WHAT THE EXERCISE ASKS.
Of all the entries below, only the lines from the one with "Target: white work surface" up to and including the one with "point: dark apron" are to be duplicated exactly.

** DATA SECTION follows **

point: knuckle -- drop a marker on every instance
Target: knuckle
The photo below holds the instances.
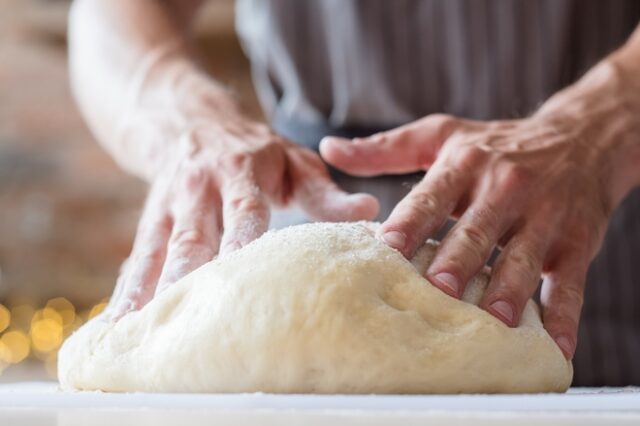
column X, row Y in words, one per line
column 424, row 205
column 189, row 237
column 475, row 238
column 246, row 203
column 445, row 123
column 516, row 175
column 525, row 261
column 569, row 295
column 234, row 161
column 196, row 178
column 469, row 157
column 149, row 256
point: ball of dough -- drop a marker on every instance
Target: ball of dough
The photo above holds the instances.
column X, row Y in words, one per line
column 314, row 308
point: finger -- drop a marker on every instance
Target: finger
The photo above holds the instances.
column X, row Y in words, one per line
column 146, row 259
column 424, row 210
column 516, row 276
column 194, row 238
column 320, row 197
column 245, row 214
column 118, row 289
column 468, row 245
column 562, row 296
column 405, row 149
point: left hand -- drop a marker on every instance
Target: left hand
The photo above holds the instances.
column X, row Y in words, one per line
column 541, row 188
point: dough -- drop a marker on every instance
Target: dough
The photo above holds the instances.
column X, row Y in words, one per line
column 314, row 308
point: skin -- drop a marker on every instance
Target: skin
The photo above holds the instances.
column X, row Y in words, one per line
column 541, row 188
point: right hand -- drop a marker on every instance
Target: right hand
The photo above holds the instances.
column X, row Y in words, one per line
column 212, row 193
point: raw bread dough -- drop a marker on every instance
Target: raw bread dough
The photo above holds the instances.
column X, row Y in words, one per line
column 314, row 308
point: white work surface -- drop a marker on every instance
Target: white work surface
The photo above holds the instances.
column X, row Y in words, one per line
column 27, row 404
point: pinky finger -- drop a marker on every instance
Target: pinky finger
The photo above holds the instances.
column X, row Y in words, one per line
column 562, row 296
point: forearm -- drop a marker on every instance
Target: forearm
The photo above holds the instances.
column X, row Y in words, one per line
column 605, row 104
column 132, row 56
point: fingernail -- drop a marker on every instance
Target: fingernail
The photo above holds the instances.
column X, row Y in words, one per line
column 449, row 281
column 394, row 239
column 504, row 310
column 565, row 345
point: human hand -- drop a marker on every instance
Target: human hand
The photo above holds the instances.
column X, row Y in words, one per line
column 213, row 194
column 540, row 188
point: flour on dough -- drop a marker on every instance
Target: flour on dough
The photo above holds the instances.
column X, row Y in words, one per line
column 314, row 308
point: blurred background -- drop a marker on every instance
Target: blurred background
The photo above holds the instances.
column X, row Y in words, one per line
column 67, row 213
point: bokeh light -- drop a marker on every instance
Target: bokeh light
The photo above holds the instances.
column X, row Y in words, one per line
column 15, row 346
column 5, row 318
column 31, row 333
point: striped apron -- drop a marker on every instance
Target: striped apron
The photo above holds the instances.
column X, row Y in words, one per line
column 354, row 67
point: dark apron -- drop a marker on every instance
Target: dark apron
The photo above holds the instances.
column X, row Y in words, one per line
column 608, row 352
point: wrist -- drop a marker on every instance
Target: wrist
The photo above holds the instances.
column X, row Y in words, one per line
column 172, row 105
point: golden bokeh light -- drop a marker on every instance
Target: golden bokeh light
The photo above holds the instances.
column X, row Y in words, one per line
column 15, row 346
column 63, row 307
column 97, row 309
column 21, row 316
column 30, row 333
column 46, row 334
column 5, row 318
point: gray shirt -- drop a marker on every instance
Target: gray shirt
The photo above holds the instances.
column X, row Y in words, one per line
column 352, row 67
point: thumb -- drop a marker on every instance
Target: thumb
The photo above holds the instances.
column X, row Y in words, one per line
column 405, row 149
column 320, row 197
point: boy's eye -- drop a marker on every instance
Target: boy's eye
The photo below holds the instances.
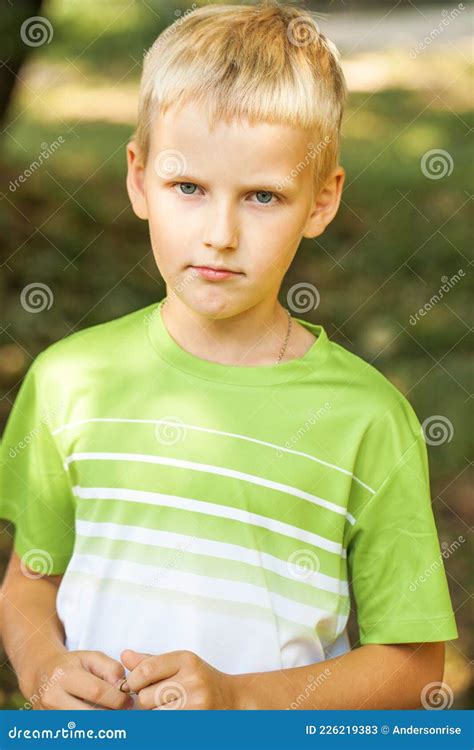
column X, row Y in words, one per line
column 265, row 196
column 188, row 187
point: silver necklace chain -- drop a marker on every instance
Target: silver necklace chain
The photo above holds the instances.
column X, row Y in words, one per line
column 285, row 343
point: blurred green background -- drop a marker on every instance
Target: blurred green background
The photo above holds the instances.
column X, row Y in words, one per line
column 399, row 231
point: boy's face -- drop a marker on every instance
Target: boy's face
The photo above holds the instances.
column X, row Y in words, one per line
column 227, row 199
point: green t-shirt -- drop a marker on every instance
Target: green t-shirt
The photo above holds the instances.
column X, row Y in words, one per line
column 222, row 509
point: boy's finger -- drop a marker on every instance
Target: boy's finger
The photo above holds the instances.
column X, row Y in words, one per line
column 153, row 669
column 94, row 689
column 65, row 702
column 131, row 658
column 103, row 666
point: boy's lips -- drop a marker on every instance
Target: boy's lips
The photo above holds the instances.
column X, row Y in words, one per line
column 215, row 273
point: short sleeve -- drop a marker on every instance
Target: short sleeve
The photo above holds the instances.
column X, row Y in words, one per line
column 35, row 494
column 394, row 558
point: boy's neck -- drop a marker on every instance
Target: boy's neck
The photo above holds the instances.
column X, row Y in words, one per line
column 251, row 338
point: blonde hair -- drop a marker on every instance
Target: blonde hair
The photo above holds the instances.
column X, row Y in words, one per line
column 263, row 63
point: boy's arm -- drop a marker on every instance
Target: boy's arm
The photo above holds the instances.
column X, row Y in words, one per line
column 31, row 628
column 370, row 677
column 49, row 675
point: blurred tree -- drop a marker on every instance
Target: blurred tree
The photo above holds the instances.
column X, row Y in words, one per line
column 14, row 49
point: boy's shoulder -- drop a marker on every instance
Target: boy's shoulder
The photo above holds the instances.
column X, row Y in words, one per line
column 105, row 344
column 369, row 389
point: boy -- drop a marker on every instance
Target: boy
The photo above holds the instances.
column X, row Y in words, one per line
column 183, row 519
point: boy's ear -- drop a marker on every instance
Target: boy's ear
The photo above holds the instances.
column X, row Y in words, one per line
column 135, row 181
column 326, row 204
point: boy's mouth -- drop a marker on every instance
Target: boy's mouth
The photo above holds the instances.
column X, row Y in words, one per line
column 212, row 273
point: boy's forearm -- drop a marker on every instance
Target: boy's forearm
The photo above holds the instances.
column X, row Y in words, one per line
column 369, row 677
column 31, row 629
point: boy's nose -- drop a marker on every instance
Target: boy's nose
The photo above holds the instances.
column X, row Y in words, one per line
column 221, row 229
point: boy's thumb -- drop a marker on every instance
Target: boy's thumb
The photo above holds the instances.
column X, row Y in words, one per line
column 130, row 659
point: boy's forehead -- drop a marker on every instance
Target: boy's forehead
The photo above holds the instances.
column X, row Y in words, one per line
column 264, row 148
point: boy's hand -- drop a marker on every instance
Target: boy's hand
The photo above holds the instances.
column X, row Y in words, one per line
column 69, row 679
column 177, row 680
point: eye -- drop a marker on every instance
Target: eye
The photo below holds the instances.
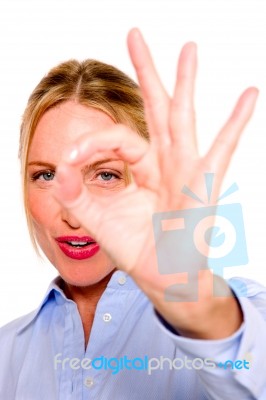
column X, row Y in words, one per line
column 43, row 176
column 107, row 176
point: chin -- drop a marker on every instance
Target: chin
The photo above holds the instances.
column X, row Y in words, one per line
column 83, row 277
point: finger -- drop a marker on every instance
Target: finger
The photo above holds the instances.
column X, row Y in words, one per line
column 221, row 151
column 73, row 195
column 119, row 142
column 156, row 99
column 182, row 113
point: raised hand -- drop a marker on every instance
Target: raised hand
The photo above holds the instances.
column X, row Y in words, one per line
column 122, row 224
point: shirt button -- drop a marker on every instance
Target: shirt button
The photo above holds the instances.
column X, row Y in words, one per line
column 122, row 280
column 107, row 317
column 88, row 381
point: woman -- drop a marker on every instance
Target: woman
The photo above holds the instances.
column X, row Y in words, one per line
column 114, row 324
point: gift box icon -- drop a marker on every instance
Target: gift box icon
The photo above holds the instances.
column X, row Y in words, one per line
column 195, row 239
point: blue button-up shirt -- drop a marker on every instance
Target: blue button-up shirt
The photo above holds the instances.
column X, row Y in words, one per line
column 131, row 355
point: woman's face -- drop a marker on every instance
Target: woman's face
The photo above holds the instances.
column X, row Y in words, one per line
column 67, row 245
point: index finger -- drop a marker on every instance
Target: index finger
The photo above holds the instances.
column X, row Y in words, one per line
column 156, row 99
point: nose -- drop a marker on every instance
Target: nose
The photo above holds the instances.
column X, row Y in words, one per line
column 69, row 219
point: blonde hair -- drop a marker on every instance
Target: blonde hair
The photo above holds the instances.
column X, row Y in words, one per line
column 91, row 83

** End of DATA SECTION **

RESPONSE AREA.
Target: white work surface
The photo above holds the instances.
column X, row Y in words, one per line
column 27, row 404
point: pinky finger -- drop a marker on every instance
Target: pinky finger
The photo above holds the instances.
column X, row Y in words, one per line
column 562, row 296
point: forearm -- drop a marker on every instance
Target: forearm
The photo above holds the instances.
column X, row Y in words, one per line
column 605, row 104
column 132, row 56
point: fingernail -- drop a marker on every instance
Target: fingernail
The photo above holds the instances.
column X, row Y in words, one per line
column 449, row 281
column 394, row 239
column 504, row 310
column 565, row 345
point: human hand -- drop a marker on every instance
Target: human hand
The photo above holds the instances.
column X, row Y in words, one per line
column 213, row 194
column 540, row 188
point: flour on dough -- drop a marker on every instance
Target: flour on dough
The photo above holds the instances.
column X, row Y in words, one per line
column 314, row 308
point: blurred background -- drop a marker on every instance
Target: blurred background
The photo above holds the instances.
column X, row Y in words, one per line
column 67, row 213
point: bokeh light -- drop a marker on every instance
Target: bokeh light
The photo above holds the instances.
column X, row Y in words, one per line
column 15, row 346
column 5, row 318
column 31, row 333
point: striped apron -- drop a marker on every instance
Target: striped apron
The photo above holds the instances.
column X, row Y in words, one per line
column 354, row 67
point: dark apron -- drop a marker on every instance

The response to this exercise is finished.